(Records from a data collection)
Content starts
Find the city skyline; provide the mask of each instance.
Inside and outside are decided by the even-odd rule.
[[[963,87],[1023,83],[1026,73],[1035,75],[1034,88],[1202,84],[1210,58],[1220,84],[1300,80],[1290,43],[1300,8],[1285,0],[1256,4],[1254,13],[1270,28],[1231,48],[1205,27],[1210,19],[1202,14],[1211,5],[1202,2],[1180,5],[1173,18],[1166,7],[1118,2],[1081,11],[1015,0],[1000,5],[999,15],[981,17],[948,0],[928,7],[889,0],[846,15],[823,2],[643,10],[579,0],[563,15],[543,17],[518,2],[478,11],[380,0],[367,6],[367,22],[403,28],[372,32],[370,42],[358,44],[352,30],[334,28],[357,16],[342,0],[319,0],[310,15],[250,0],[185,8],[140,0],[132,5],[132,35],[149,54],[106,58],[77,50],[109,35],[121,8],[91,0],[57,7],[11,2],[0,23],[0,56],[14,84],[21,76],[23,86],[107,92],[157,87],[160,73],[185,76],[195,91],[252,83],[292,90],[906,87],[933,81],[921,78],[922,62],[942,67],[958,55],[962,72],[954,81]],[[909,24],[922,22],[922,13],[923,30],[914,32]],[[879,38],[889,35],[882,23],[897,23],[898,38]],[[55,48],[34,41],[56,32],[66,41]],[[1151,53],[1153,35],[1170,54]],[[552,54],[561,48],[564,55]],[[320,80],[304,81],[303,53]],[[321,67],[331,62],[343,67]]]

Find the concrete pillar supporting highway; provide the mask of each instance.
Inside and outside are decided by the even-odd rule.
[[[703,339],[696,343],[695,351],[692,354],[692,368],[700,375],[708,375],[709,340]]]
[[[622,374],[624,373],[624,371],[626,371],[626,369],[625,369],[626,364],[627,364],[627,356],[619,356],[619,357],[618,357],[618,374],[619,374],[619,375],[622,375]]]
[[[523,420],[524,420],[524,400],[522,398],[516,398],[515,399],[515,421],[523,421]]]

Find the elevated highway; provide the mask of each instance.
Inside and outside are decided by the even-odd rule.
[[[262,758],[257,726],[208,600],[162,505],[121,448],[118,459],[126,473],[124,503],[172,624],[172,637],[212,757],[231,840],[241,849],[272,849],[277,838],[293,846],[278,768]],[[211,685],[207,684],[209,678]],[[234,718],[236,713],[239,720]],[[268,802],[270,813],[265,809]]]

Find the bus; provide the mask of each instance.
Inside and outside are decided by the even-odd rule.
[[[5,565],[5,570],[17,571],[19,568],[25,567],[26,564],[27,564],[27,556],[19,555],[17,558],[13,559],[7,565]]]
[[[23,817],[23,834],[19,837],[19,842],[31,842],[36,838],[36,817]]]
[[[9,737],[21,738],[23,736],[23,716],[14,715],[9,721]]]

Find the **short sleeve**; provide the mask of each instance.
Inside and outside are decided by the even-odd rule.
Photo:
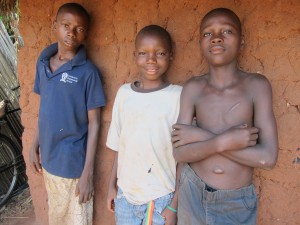
[[[35,74],[33,91],[36,94],[40,94],[40,74],[38,71],[38,66],[36,66],[36,74]]]
[[[87,110],[105,106],[105,96],[101,82],[101,74],[98,70],[91,72],[86,86],[86,105]]]
[[[110,127],[108,130],[106,146],[114,151],[119,150],[120,133],[121,133],[121,115],[120,115],[120,104],[121,104],[121,93],[120,89],[116,95],[115,102],[112,110],[112,118]]]

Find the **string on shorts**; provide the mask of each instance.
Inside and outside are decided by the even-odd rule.
[[[152,224],[153,211],[154,211],[154,201],[152,200],[148,203],[148,206],[147,206],[146,225]]]

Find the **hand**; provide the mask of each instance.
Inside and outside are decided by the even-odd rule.
[[[193,142],[205,141],[210,138],[210,136],[213,136],[208,131],[193,125],[174,124],[172,128],[173,131],[171,133],[171,140],[173,147],[175,148]]]
[[[79,204],[86,203],[94,195],[93,175],[82,174],[78,180],[75,196],[79,196]]]
[[[176,225],[177,224],[177,213],[172,212],[170,209],[165,208],[161,216],[165,218],[165,225]]]
[[[41,175],[42,165],[40,160],[39,146],[32,146],[29,150],[29,165],[33,173]]]
[[[106,206],[110,212],[115,212],[115,202],[114,199],[117,197],[117,188],[115,186],[108,188]]]
[[[224,150],[240,150],[255,146],[258,132],[258,128],[246,125],[230,128],[220,135],[221,146],[224,146]]]

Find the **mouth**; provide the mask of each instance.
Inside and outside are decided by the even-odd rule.
[[[157,73],[158,68],[156,67],[146,67],[147,73]]]
[[[209,52],[212,54],[221,54],[225,51],[225,48],[223,46],[220,45],[214,45],[209,49]]]
[[[70,39],[66,39],[64,42],[69,47],[72,47],[72,46],[76,45],[76,43],[74,41],[70,40]]]

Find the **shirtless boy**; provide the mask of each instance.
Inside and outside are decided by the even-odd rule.
[[[205,15],[200,47],[209,72],[184,85],[172,132],[174,157],[185,163],[179,225],[256,224],[253,169],[275,166],[277,129],[269,81],[238,68],[242,46],[234,12],[217,8]]]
Content ends
TASK REQUIREMENTS = Lines from the records above that hold "mask" are the ones to list.

RESPONSE TO THE EXERCISE =
Find the city skyline; provide the mask of each instance.
Find the concrete pillar supporting highway; provide the mask of each instance.
Find the elevated highway; provide the mask of each instance.
Find the bus; provide the mask of each instance.
Find the **short sleeve**; provide the mask of each instance.
Find the **string on shorts**; provide the mask of each instance.
Find the **hand**; provide the mask of each instance.
Find the **mouth**; provide the mask of each instance.
Find the **shirtless boy**; provide the mask of each instance.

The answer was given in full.